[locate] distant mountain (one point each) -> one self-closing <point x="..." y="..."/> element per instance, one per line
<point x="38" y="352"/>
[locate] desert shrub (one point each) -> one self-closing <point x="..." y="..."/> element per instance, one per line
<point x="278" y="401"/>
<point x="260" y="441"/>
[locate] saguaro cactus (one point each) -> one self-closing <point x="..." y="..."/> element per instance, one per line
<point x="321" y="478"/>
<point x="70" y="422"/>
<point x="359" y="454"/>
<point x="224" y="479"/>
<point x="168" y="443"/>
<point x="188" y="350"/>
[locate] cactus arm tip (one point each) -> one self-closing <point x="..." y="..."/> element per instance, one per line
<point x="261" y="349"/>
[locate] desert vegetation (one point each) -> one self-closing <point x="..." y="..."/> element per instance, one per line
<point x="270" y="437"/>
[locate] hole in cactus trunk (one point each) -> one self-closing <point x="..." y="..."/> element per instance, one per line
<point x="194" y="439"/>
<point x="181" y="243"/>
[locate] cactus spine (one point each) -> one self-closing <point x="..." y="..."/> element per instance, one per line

=-=-=-=-=

_Exercise_
Return the entries above in full and exactly as written.

_Result below_
[locate] distant mountain (one point each) -> one self-closing <point x="..." y="..."/> element per instance, one per line
<point x="38" y="352"/>
[locate] desert shrub (one point each) -> one self-closing <point x="..." y="..."/> element per instance, one per line
<point x="278" y="401"/>
<point x="260" y="441"/>
[locate] saguaro cactus (one point each) -> one self-closing <point x="..." y="..."/> element per instance, one per line
<point x="321" y="478"/>
<point x="70" y="422"/>
<point x="359" y="454"/>
<point x="224" y="479"/>
<point x="168" y="443"/>
<point x="188" y="350"/>
[locate] cactus arm tip (one point each) -> one self-closing <point x="..." y="..."/> element per instance, one per line
<point x="261" y="349"/>
[locate] desert vegetation (one point each) -> one self-closing <point x="..." y="..."/> element per instance, one per line
<point x="270" y="437"/>
[locate] hole in cactus trunk (one point each) -> one self-closing <point x="..." y="..."/> element per instance, one per line
<point x="194" y="439"/>
<point x="181" y="243"/>
[locate] cactus spine (one point each) -> one self-closing <point x="..." y="..."/> element per instance, one per line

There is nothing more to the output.